* Selected text:
7 years after his death a person appeared, he made a point of proving this couple of equations. The name of this bold fellow was Heinrich Rudolf Hertz. “It there are some electromagnetic waves”, he said, “they have to behave as the solar or sonic waves. Why not to throw them upon a mirror. Then it will be possible to observe, whether they will rebound or not.” Well, this is easy to say, but difficult to do. Hertz was helpless for a long time. But then he awoke to a fact, that a tuning fork resounds only such string of the piano which is tuned to the agreeing tone. Moreover, if the tone lay out of the piano’s volume no string would be resounded. Hertz took in, that he must “tune” the waves to such a “sound”, which he can prove, only then can demonstrate the existence of electromagnetic waves. All the actual waves were a few kilometres long.

Because Hertz knew Thompson’s formula, he knew, that the length of the electromagnetic waves depends on the shape and the length of conductors (on the capacity of a condenser and on the inductance). He took 2 straight, 40 cm long copper bars and he fixed them so that they were in one straight line. The bars were isolated. Distance between the two bars was 5 mm. So he actually made a dipole antenna (similar to the one we know from television transmitters). After connecting this circuit with an inductor, an electric sparkle skipped over between the two dipoles. To prove the existence of an electromagnetic wave he winded up a wire, its ends made an imperceptible spark gap. So he made an electromagnetic resonator. When the resonator was in good position he could see, with the help of a magnifying lens, a tiny sparks in the spark gap. We could say, that at this moment a wireless telegraphy, radio and television were born. But a lot of time passed before this sparkle conquered the world…

With this and others experiments Hertz proved, that Maxwell’s formula is absolutely correct. Hertz himself didn’t ever believe, that the electromagnetic waves could ever transmit telephone talks. Genius was wrong. Nobody had made to dissuade him from this mistake. Hertz died when being 37 years old.

* What you need to do:
[a] From the passage about Hertz, extract the part from "7 years after" up to and including "few kilometres long.".
[b] According to the passage about Hertz, why did Hertz decide he had to "tune" the waves?
The data that comes next has nothing to do with the passage about Hertz.

* Recorded information:
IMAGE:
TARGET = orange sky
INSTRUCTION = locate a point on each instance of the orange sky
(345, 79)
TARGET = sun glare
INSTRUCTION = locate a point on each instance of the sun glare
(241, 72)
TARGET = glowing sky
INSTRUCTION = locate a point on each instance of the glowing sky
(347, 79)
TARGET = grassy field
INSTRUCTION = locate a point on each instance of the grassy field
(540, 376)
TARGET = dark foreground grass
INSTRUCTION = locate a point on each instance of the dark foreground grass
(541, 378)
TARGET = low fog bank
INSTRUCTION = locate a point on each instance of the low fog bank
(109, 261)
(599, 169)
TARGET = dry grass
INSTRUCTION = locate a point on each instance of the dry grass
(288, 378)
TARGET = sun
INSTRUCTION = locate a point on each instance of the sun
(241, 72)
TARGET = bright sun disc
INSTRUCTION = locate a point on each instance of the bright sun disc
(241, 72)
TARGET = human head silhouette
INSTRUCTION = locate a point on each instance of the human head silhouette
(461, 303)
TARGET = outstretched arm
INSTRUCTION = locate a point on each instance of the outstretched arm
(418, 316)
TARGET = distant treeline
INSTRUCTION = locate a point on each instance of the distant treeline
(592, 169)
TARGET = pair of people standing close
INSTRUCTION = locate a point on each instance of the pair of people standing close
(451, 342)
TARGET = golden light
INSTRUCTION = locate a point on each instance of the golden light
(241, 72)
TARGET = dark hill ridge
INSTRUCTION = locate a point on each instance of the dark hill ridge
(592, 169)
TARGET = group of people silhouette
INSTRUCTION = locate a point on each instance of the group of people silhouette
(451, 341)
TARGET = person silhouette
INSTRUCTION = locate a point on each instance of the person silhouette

--

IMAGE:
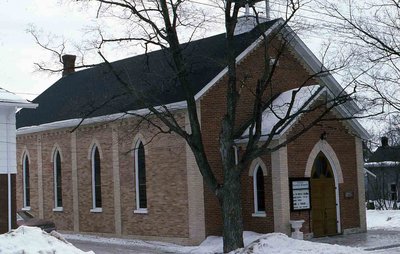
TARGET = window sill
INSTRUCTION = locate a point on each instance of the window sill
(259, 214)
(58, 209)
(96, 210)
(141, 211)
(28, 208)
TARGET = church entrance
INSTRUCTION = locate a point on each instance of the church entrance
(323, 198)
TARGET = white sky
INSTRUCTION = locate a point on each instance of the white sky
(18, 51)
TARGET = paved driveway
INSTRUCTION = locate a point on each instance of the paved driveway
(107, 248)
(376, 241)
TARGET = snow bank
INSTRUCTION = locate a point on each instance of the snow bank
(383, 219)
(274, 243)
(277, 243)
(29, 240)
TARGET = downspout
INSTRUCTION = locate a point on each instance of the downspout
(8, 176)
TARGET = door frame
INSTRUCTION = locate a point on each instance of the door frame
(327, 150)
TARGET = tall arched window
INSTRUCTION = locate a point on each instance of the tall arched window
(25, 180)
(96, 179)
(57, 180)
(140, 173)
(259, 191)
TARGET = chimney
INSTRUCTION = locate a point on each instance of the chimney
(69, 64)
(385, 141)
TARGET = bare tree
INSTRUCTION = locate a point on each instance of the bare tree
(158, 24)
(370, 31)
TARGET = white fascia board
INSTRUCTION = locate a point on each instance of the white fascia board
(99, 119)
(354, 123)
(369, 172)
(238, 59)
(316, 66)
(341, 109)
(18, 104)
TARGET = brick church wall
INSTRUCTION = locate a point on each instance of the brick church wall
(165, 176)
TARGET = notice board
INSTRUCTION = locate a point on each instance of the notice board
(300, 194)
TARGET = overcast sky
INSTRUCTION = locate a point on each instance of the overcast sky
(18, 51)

* Solutions:
[a]
7 years after his death a person appeared, he made a point of proving this couple of equations. The name of this bold fellow was Heinrich Rudolf Hertz. “It there are some electromagnetic waves”, he said, “they have to behave as the solar or sonic waves. Why not to throw them upon a mirror. Then it will be possible to observe, whether they will rebound or not.” Well, this is easy to say, but difficult to do. Hertz was helpless for a long time. But then he awoke to a fact, that a tuning fork resounds only such string of the piano which is tuned to the agreeing tone. Moreover, if the tone lay out of the piano’s volume no string would be resounded. Hertz took in, that he must “tune” the waves to such a “sound”, which he can prove, only then can demonstrate the existence of electromagnetic waves. All the actual waves were a few kilometres long.

[b] A tuning fork makes only the piano string tuned to the matching tone sound, and no string at all if the tone is outside the piano's range. From this, Hertz understood that he had to tune the waves to a "sound" he could detect, because only then could he show that electromagnetic waves exist.